* Quoted text
◇ ◇ ◇ ◇ ◇ ◇ ◇

Οὖτις, Tuesday, 8 March 2016 19:50 (eight years ago) link

Mike Murphy, regular GOP election/consultant type and the guy behind Jeb's Right to Rise PAC, with zero fucks and zero regrets:

http://www.latimes.com/politics/la-na-mike-murphy-20160308-story.html

Murphy, who also writes screenplays in an office on Paramount's Hollywood lot, said he earned in the mid-six figures for his work with Right to Rise. He dismissed the criticism, saying it comes from unnamed sources and rivals.

"The truth is I don't care. There's nothing lower in my book than second-guessing," he said in an interview. "There are a lot of people in the cheap seats with a lot of opinions. What have they done?"...

A staff member at Right to Rise declined to say how much money is left but indicated that donors will get a prorated refund.

After a grueling 14-month campaign that began with great optimism and ended in dismal defeat, Murphy says he plans to spend time with his family. He and his wife, entertainment executive Tiffany Daniel — who is a Democrat — live with their 2-year-old daughter in a $2.6-million Hancock Park home.

Then, he says, he'll return to his Hollywood pursuits. His resume includes a short stint as a writer-producer for Dennis Miller and a script about politics titled "Hacks," which was bought by HBO but never greenlighted. He says he already has a deal with a cable network."

Ned Raggett, Tuesday, 8 March 2016 19:51 (eight years ago) link

There really is a Trump-or-Sanders contingent among people who feel left behind after the loss of steady manufacturing jobs. A lot of mixed emotions about unions, but Sanders seems like he actually cares about the working class, and Trump makes grand gestures about shutting down the things they perceive destroyed their jobs.

I know there are a number of people who became strong converts to the necessity of wind energy after a town that had appliance manufacturing lost that company after a merger/outsourcing of labor and a wind energy plant moved in.

μpright mammal (mh), Tuesday, 8 March 2016 19:53 (eight years ago) link

idk I'll drift off if I'm yelling into the wind, here

μpright mammal (mh), Tuesday, 8 March 2016 19:53 (eight years ago) link

Michelle Goldberg visits CPAC.

Yet after spending three days talking to many conservatives at CPAC, I’ve concluded that the opposition to Trump is not nearly as staunch as we might expect. Most of the Trump opponents I spoke to didn’t see him as a paradigm-shattering threat to the Republic. They simply saw him as their less-preferred presidential candidate. That’s why it’s a mistake to view the GOP as entirely polarized between the Trump and not-Trump wings. Kellyanne Conway, the conservative pollster and president of a pro-Cruz super PAC, told me that Trump is the second choice of most Cruz voters. “The one-two punch of Trump and Cruz has shown that this is a conservative populist party,” she told me.

◇ ◇ ◇ ◇ ◇ ◇ ◇

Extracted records

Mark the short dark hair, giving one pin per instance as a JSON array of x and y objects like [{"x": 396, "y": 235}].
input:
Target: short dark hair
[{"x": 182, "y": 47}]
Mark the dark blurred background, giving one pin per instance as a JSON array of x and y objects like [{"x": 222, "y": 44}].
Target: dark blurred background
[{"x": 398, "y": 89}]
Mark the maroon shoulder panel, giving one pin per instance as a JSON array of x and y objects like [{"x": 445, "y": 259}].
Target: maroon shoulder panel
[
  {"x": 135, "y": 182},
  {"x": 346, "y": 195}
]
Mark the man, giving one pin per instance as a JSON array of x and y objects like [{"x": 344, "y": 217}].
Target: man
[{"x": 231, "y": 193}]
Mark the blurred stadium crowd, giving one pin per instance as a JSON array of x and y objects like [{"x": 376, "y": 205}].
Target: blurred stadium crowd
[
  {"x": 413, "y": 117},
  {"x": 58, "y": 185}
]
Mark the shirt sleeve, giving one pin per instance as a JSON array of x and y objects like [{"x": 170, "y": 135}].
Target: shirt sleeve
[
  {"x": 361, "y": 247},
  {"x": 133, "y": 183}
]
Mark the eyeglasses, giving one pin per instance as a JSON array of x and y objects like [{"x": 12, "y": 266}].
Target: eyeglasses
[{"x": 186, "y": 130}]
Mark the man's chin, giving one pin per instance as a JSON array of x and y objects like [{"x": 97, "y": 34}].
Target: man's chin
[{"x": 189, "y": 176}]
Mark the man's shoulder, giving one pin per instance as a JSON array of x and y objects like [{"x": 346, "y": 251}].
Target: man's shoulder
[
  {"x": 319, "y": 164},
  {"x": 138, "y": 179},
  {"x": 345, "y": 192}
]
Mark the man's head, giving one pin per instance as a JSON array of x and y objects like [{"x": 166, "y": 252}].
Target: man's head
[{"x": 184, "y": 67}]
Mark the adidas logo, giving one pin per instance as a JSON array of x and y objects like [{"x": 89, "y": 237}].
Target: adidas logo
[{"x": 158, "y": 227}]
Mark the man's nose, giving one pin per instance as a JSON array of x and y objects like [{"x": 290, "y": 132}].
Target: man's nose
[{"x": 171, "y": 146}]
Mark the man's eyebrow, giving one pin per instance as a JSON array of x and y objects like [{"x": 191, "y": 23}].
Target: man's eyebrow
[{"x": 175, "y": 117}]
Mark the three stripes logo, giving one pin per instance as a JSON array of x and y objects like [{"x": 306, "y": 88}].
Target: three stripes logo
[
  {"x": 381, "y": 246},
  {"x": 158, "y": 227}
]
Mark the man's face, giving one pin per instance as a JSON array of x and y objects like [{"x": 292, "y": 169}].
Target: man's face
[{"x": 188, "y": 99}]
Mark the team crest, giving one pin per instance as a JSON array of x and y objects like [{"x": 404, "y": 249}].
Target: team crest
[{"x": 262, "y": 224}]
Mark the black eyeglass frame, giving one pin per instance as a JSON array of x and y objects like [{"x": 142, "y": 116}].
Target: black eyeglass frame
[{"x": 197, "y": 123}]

◇ ◇ ◇ ◇ ◇ ◇ ◇

* Set task 1
Echo the records verbatim, starting at the line that contains "Mark the man's nose, giving" and ending with the final line of the records, both ends included.
* Set task 2
Proceed with the forum thread on the 2016 Republican primary, picking up after its last sentence.
The forum thread and the records have nothing to do with each other.

* Written answer 1
Mark the man's nose, giving one pin per instance as a JSON array of x and y objects like [{"x": 290, "y": 132}].
Target: man's nose
[{"x": 171, "y": 146}]
Mark the man's eyebrow, giving one pin per instance as a JSON array of x and y objects like [{"x": 191, "y": 23}].
Target: man's eyebrow
[{"x": 175, "y": 117}]
Mark the three stripes logo, giving one pin per instance as a JSON array of x and y objects like [{"x": 306, "y": 88}].
Target: three stripes logo
[
  {"x": 381, "y": 246},
  {"x": 158, "y": 227}
]
Mark the man's face, giving one pin per instance as a JSON array of x and y objects like [{"x": 292, "y": 169}].
Target: man's face
[{"x": 188, "y": 99}]
Mark the team crest, giving one pin per instance as a JSON array of x and y objects like [{"x": 404, "y": 249}].
Target: team crest
[{"x": 262, "y": 224}]
Mark the black eyeglass frame, giving one pin per instance as a JSON array of x and y objects like [{"x": 142, "y": 116}].
Target: black eyeglass frame
[{"x": 197, "y": 123}]

* Written answer 2
Of Mitt Romney’s warning about the dangers of Trumpism, Conway says, “If Gov. Romney really thought his message was going to be so resonant among the conservative faithful, he would have delivered it here at CPAC. But then he would have risked being booed. And he would have risked running into a movement that’s fairly unified in its thirst to beat Hillary Clinton in the fall.” In other words, despite the protestations of aghast intellectuals and religious purists, conservatives will eventually fall in line behind Trump if that’s what it takes to win.

I thought Grover Norquist, the president of Americans for Tax Reform and a central figure in right-wing organizing, might express qualms about Trump. After all, Norquist is an advocate of immigration reform; his wife is a Palestinian Muslim, and he is loathed by Islamophobes for his efforts to bring Muslims into the Republican Party. In the course of a 45-mintue conversation, however, he was far more disdainful of the anti-Trump forces on the right than of Trump himself.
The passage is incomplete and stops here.